Instruction
From the entries, copy out each line containing the word "window". Leave out every other line.

(Bounding box annotation entries)
====

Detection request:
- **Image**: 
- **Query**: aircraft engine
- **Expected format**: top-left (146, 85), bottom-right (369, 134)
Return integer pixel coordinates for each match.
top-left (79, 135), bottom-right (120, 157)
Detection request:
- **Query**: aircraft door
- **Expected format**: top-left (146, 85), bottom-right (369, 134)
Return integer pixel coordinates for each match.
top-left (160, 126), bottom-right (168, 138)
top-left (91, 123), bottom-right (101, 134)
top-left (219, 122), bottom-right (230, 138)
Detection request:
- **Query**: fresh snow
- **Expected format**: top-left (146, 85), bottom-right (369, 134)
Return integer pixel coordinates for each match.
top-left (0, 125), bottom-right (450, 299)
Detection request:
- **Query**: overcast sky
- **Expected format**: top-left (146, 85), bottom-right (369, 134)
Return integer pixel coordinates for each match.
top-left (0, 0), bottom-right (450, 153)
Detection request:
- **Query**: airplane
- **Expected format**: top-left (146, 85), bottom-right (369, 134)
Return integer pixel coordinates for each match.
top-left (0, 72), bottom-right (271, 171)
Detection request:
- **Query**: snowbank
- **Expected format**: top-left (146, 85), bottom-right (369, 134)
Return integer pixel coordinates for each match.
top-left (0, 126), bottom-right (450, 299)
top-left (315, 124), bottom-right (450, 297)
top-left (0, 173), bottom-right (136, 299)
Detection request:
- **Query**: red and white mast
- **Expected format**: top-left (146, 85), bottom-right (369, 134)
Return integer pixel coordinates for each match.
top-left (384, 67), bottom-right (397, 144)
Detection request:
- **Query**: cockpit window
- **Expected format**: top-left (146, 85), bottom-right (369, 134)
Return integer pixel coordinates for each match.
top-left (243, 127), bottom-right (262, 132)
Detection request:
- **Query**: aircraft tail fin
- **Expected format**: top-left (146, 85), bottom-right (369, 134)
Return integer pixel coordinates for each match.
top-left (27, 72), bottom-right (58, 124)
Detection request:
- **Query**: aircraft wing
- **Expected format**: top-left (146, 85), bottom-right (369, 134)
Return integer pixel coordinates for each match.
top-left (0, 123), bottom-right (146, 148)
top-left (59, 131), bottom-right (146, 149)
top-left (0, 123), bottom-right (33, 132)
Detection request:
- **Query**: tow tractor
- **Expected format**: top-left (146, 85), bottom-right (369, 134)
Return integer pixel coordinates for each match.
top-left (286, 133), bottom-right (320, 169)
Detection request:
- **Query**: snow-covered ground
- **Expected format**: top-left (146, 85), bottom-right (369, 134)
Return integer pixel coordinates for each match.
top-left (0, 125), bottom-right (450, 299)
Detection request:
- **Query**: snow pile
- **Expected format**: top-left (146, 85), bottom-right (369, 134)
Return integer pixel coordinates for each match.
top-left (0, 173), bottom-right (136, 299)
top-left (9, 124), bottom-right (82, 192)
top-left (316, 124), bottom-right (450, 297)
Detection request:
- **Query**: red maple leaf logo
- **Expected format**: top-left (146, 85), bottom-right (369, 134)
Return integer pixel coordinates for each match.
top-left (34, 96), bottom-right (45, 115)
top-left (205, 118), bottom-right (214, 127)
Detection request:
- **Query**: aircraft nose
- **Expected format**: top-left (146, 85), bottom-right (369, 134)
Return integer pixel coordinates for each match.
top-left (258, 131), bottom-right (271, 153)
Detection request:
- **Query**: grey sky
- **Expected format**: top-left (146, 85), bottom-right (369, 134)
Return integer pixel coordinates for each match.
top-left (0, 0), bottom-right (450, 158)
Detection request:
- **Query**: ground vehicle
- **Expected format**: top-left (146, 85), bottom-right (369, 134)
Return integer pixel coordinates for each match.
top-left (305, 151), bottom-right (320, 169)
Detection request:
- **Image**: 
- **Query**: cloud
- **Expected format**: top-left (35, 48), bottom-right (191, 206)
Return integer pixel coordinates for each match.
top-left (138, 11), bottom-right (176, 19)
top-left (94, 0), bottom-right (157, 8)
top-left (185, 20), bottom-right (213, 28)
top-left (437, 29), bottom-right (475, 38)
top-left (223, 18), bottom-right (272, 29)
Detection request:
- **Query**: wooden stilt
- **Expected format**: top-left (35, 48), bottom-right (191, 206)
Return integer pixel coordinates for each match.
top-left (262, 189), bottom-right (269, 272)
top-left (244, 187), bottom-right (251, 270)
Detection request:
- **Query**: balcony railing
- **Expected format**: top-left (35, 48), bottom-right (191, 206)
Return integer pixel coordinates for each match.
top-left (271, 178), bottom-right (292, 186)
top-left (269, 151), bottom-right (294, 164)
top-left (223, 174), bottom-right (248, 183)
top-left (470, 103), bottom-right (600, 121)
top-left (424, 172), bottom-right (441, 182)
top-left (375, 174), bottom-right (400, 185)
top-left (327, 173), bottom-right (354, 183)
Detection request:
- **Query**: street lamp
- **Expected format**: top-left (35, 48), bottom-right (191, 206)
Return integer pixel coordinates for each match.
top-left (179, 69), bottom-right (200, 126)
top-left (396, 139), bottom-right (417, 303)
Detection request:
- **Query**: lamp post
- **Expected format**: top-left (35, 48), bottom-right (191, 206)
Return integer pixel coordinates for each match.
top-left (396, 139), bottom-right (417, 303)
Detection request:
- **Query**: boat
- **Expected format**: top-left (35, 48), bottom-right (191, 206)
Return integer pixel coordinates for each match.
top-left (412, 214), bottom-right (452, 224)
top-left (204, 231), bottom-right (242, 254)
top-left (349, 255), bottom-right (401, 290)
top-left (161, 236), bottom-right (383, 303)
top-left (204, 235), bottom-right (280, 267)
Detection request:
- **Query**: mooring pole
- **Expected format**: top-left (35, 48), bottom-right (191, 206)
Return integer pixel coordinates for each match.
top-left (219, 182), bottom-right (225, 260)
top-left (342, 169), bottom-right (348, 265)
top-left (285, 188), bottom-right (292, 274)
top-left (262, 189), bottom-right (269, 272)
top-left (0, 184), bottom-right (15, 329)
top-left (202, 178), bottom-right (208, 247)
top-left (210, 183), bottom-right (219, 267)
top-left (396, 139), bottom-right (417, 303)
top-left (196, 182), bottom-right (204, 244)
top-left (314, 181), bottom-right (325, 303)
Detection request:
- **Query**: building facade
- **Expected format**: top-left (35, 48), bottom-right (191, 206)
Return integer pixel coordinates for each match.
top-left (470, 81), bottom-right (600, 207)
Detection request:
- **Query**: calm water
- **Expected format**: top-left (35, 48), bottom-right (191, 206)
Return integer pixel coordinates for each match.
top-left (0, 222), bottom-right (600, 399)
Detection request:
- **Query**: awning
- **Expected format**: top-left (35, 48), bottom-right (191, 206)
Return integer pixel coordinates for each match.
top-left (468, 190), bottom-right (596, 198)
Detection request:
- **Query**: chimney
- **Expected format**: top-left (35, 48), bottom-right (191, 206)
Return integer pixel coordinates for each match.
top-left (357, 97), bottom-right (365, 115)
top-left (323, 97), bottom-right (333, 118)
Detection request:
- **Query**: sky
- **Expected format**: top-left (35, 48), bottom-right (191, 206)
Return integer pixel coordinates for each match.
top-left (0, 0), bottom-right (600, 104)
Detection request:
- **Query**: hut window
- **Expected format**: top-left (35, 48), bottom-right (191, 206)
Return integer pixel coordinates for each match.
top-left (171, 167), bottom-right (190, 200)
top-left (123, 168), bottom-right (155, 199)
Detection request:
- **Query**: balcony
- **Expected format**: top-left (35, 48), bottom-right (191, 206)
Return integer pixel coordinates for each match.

====

Exercise answer
- **Query**: cockpit window
- **Query**: hut window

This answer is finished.